● **Task objective**
Gather each line of the data below that contains the word "closet", and list those lines.

● **Data supplied**
============
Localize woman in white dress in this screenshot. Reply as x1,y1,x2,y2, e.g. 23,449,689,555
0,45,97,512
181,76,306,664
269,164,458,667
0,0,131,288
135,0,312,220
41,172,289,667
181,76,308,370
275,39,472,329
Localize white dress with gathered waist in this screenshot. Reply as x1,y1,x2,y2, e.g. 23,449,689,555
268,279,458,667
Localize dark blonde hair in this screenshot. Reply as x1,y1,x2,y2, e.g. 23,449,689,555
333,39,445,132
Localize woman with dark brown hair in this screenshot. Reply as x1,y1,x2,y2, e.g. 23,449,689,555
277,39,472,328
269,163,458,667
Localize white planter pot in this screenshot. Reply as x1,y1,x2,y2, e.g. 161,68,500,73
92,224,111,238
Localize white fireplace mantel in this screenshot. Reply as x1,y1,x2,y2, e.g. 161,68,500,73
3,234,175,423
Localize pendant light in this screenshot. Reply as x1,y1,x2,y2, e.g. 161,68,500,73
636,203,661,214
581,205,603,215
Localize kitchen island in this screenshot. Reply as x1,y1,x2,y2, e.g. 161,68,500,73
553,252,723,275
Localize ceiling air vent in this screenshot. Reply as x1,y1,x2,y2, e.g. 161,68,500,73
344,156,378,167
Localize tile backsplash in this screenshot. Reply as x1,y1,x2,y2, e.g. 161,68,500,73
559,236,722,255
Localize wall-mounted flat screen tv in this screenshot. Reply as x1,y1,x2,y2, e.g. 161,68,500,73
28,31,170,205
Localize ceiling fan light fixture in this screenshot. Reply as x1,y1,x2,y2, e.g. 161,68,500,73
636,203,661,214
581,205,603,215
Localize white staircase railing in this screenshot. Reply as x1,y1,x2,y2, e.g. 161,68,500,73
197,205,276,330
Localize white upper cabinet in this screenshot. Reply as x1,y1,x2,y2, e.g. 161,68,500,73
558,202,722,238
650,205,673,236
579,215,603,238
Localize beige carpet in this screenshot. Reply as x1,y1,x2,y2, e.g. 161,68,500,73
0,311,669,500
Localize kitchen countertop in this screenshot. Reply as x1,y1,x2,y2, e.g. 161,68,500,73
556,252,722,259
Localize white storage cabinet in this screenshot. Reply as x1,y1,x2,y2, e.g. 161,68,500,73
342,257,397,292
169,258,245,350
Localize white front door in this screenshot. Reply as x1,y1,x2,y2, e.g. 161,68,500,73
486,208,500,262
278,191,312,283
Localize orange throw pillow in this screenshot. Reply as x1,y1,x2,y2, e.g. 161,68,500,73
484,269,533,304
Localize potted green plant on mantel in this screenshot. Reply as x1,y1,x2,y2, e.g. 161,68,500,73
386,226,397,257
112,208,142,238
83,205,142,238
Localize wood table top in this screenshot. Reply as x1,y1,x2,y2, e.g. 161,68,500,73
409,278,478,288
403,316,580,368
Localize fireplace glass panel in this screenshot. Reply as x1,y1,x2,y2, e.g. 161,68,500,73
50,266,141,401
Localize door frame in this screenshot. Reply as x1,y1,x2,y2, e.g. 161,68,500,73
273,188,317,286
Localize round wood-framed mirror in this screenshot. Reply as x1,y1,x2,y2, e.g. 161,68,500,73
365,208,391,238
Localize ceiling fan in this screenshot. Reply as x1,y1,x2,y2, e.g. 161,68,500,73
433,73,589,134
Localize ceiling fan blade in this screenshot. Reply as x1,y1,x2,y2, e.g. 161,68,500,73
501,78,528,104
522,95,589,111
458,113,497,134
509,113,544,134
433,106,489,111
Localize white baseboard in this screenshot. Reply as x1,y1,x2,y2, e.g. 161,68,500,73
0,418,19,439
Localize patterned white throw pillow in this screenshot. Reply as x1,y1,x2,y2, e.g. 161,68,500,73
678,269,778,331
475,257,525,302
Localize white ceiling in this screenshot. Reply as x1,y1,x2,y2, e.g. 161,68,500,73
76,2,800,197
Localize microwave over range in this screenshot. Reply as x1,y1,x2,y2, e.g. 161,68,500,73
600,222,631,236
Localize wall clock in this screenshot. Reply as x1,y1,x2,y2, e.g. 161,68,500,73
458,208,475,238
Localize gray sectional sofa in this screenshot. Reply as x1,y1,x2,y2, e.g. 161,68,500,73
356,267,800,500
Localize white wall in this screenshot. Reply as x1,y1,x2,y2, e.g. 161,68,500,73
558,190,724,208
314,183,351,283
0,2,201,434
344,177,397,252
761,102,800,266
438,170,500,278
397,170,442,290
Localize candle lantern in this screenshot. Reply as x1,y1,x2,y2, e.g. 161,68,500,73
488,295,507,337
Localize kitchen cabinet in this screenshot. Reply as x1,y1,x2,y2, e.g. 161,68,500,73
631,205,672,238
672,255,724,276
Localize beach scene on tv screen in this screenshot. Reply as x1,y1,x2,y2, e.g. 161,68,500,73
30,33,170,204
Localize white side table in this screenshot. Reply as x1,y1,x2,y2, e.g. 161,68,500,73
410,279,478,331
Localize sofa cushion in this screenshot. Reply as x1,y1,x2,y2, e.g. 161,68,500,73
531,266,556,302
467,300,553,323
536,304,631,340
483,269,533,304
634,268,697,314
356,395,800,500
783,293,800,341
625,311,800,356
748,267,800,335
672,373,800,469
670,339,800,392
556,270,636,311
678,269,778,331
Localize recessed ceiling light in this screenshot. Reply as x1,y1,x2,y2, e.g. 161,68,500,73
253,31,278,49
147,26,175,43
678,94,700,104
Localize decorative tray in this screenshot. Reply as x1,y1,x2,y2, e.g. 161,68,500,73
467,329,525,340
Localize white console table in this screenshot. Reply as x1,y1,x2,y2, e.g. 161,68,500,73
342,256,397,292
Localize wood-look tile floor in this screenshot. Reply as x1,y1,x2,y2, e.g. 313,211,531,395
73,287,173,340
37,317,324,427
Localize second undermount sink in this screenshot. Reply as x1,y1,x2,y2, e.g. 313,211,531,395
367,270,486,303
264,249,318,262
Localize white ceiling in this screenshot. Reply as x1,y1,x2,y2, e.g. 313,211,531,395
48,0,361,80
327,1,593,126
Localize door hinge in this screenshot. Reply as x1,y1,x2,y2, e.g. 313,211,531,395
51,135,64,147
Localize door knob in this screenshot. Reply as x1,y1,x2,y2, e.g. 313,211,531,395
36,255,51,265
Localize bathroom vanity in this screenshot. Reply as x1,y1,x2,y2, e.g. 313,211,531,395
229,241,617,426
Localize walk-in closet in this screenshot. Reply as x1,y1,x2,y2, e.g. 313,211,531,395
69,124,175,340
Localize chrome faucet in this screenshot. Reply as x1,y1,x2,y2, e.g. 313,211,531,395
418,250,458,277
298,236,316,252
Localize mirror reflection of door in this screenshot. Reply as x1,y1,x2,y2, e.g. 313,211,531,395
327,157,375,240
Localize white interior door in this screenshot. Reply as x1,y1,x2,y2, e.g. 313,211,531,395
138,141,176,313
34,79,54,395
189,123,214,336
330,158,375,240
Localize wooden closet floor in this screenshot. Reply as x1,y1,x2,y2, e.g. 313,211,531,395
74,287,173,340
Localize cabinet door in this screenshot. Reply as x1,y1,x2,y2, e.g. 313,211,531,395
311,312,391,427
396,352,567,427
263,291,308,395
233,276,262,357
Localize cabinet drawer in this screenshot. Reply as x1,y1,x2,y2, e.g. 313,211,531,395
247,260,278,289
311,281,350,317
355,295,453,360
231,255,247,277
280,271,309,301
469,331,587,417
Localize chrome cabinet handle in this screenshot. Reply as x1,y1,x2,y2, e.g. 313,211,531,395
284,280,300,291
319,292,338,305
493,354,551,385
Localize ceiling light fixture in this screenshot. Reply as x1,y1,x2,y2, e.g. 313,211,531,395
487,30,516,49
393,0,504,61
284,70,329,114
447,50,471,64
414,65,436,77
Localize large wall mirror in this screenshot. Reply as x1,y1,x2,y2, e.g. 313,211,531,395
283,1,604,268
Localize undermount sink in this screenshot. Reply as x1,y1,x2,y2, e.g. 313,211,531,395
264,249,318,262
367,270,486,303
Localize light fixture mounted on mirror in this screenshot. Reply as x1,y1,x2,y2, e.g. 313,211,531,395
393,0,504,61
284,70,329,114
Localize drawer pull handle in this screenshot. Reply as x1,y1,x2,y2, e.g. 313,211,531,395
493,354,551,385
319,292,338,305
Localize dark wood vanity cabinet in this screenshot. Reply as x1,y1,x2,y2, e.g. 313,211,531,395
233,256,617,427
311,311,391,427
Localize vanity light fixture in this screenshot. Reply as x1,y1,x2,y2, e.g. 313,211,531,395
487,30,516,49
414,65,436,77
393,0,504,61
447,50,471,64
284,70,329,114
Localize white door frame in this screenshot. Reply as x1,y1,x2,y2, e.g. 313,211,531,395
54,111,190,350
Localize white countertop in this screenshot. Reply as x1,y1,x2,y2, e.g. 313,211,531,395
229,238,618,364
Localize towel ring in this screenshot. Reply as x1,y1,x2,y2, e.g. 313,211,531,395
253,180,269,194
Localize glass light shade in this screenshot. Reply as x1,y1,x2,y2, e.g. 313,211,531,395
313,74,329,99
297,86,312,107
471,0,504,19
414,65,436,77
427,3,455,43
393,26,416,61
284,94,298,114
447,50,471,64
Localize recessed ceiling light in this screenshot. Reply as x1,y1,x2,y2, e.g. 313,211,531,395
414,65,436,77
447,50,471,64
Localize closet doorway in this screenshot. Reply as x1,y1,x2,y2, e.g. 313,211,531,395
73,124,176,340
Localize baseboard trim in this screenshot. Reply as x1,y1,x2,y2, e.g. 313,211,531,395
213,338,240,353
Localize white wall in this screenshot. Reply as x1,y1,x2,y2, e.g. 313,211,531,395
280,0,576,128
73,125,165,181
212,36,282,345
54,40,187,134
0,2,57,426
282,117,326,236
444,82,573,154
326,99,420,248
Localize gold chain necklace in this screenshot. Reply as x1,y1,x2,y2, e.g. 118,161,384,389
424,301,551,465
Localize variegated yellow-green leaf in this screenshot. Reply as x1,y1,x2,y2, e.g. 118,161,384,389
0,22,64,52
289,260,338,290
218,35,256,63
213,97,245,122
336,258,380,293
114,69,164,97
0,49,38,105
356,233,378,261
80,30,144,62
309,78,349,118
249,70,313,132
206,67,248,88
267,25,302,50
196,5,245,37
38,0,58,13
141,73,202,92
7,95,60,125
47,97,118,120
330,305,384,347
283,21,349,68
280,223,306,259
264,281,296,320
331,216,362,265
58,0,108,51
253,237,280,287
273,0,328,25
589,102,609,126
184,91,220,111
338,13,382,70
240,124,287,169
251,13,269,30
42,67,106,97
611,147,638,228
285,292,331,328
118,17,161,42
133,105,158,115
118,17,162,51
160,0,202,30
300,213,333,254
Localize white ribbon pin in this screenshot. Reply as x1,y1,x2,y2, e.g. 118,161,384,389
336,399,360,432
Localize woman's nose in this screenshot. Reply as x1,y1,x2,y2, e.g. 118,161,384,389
============
● **Answer for the task**
Localize walk-in closet in this screenshot. Reply as x1,y1,x2,y2, e.g. 313,211,531,395
Localize wooden closet floor in this screenshot. Reply as x1,y1,x2,y2, e.g. 313,211,531,395
Localize closet doorway in this screenshot. Reply as x1,y1,x2,y2, e.g. 313,211,531,395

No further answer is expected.